§ **Aim**
Swap every "Guideline" for "Instruction" in all of the rows below and write them out again with nothing else changed. Leave the pictures out of your answer.
── Supplied entries
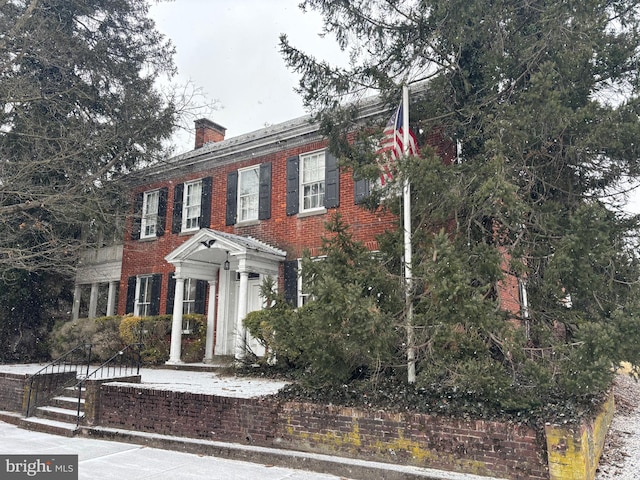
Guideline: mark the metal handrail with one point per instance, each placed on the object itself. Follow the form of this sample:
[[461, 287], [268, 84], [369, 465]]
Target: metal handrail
[[59, 365], [107, 364]]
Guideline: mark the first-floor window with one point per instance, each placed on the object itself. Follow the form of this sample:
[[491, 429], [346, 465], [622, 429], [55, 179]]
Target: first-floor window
[[189, 299], [143, 297]]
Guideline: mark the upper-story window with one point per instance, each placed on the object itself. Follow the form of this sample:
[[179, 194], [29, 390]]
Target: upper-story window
[[312, 178], [249, 194], [143, 296], [248, 190], [313, 183], [150, 214], [191, 205]]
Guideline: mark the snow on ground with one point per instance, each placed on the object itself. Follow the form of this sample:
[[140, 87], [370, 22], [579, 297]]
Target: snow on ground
[[203, 382]]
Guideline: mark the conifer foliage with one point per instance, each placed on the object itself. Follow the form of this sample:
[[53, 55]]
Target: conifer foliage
[[543, 97], [78, 110]]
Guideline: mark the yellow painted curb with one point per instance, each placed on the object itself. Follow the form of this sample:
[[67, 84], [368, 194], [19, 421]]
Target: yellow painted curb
[[573, 451]]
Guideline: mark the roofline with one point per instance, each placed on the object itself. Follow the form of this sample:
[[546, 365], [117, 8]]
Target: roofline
[[295, 132]]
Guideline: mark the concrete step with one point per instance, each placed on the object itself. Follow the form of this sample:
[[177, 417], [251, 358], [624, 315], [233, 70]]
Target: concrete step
[[68, 415], [10, 417], [66, 402], [72, 392], [45, 425]]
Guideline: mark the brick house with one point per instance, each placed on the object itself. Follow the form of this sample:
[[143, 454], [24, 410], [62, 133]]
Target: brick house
[[211, 224]]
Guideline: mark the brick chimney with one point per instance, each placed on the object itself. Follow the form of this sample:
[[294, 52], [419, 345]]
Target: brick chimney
[[208, 131]]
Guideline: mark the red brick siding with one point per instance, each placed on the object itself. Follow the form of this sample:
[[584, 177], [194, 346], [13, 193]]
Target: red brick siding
[[12, 392], [500, 449]]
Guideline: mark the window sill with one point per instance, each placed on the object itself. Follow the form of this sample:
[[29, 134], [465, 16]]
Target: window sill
[[311, 213], [247, 223]]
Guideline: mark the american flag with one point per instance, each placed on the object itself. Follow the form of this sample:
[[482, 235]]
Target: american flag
[[391, 145]]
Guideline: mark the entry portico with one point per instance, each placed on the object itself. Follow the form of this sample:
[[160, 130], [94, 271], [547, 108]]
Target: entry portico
[[233, 266]]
────
§ **Correct response**
Instruction: mark the metal handrail with one point per instance, each placed on the object itself. Follow the form of this sample:
[[461, 287], [268, 84], [369, 465]]
Target: metal handrail
[[59, 365], [107, 364]]
Instruction: mark the first-floor window with one point per instance, each placed on the object itself. Follow the form of this sample:
[[491, 429], [346, 465], [622, 429], [55, 179]]
Target: first-floor window
[[189, 299], [143, 297]]
Instruction: mark the upper-story window with one point per instance, each placed on the object itself. Follow the form of this sample:
[[179, 194], [29, 390]]
Target: upper-story window
[[312, 178], [249, 194], [143, 296], [248, 190], [313, 183], [150, 214], [191, 205]]
Instruction: mark the snow on ground with one point per instance, each placed on the object itself. Follow the form of this sample:
[[140, 87], [370, 22], [579, 297]]
Target: snow on ground
[[203, 382]]
Instruction: mark the conifer foliage with one point per instance, each placed on the object itself. Follow the form of this sample:
[[53, 55]]
Target: conifer foliage
[[543, 97], [78, 110]]
Instruction: mark the yellow painted curb with one point per instance, each placed on the object itself. Follow the form of this sample:
[[67, 84], [368, 194], [19, 421]]
Target: yellow painted curb
[[573, 451]]
Instruction: mark the roofline with one point per instance, each placed on the object itself. Follow the form of this sample:
[[546, 365], [117, 8]]
Target: roofline
[[295, 132]]
Instruction: mark the concrete step with one point per instance, each placed on the object itself. Follow the form of this sample:
[[177, 417], [251, 358], [624, 315], [233, 70]]
Target: concrete step
[[68, 415], [10, 417], [66, 402], [72, 392], [45, 425]]
Instruction: mark the brick house with one point per instance, each placed on the object itself. Follow the form of this sample:
[[143, 454], [24, 410], [62, 133]]
Target: brick house
[[211, 224]]
Instruction: mark the brick chimney with one point per instance, each placed on the object itself. Follow the form of this sample:
[[294, 52], [419, 345]]
Target: brick chimney
[[208, 131]]
Instruction: mark the red brick siding with one point per instance, each placed on the object itself. Follow the form of this sample:
[[584, 177], [194, 346], [13, 193]]
Target: red brick siding
[[12, 392], [500, 449]]
Instruction: mark the window sill with one point per instance, each placed on the object itself. Follow the form of this sample:
[[29, 134], [465, 16]]
Target: window sill
[[311, 213], [247, 223]]
Instruction: mark the american flag with one point per instance, each placed on the object itself. Follow the form of this sample:
[[482, 235]]
Target: american flag
[[391, 145]]
Instruction: mark the entry portico with one point per instance, each placed on the object itself. Follow the form of this sample:
[[160, 130], [94, 271], [547, 108]]
Target: entry portico
[[233, 266]]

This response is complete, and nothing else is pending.